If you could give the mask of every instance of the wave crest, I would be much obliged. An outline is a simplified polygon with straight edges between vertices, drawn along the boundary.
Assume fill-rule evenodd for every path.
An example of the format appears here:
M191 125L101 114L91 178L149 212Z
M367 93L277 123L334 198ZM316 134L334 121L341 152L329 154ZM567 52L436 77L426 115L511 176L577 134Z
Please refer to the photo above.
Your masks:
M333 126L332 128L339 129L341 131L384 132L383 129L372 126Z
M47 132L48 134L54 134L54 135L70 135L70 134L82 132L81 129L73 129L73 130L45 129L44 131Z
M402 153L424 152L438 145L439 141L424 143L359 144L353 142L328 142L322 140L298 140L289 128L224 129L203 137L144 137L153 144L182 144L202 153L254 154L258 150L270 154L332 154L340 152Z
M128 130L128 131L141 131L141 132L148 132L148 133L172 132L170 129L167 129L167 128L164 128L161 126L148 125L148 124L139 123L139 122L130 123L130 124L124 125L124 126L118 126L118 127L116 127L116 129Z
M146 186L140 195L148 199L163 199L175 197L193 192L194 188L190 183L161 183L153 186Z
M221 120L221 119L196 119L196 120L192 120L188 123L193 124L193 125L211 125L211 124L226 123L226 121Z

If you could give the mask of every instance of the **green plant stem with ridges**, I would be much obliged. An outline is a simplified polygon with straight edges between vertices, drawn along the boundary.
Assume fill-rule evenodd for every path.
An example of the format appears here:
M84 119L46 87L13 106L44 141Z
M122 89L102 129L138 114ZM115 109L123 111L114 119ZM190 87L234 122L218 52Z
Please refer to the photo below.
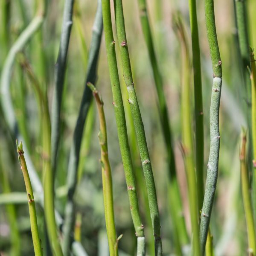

········

EXERCISE BRIEF:
Turn all of the lines above into a Markdown table with two columns, n for the row number and Line for the line itself. Skip the blank lines and leave the pictures out.

FULL ANSWER:
| n | Line |
|---|---|
| 1 | If you could give the mask of every instance of the wave crest, I would be much obliged. An outline is a simplified polygon with straight edges between vertices, drawn along the boundary. |
| 2 | Assume fill-rule evenodd for every path. |
| 3 | An example of the format appears here: |
| 4 | M191 125L101 114L91 178L149 212Z |
| 5 | M367 93L277 123L334 198ZM316 134L334 121L341 152L329 154ZM567 52L436 77L426 115L511 176L577 134Z |
| 6 | Please refer to the photo above. |
| 7 | Your masks: |
| 8 | M333 126L332 128L339 129L341 131L384 132L383 129L372 126Z |
| 9 | M47 132L48 134L54 134L54 135L70 135L70 134L82 132L81 129L73 129L73 130L45 129L44 131Z |
| 10 | M402 153L424 152L438 145L439 141L424 143L359 144L353 142L328 142L322 140L298 140L289 128L224 129L203 137L144 137L153 144L182 144L202 153L254 154L258 150L270 154L332 154L340 152Z |
| 11 | M128 130L128 131L141 131L141 132L148 132L148 133L172 132L170 129L167 129L167 128L164 128L161 126L148 125L148 124L139 123L139 122L130 123L130 124L124 125L124 126L118 126L118 127L116 127L116 129Z |
| 12 | M146 186L140 195L148 199L163 199L175 197L193 192L194 188L190 183L161 183L153 186Z |
| 13 | M221 120L221 119L196 119L196 120L192 120L188 123L193 124L193 125L211 125L211 124L226 123L226 121Z |
| 14 | If you could give the mask of every instance of the **green plant stem with ridges**, I would be much obliged. An outline is a simplified polygon with straight edges between vertices, drawn along the boundary. |
| 15 | Assume fill-rule evenodd for every path. |
| 16 | An example of the format appears here: |
| 17 | M84 119L46 87L13 106L44 141Z |
| 18 | M122 89L102 129L138 114ZM115 109L123 111L114 119ZM190 87L234 122L218 52Z |
| 19 | Please refer to the photo below. |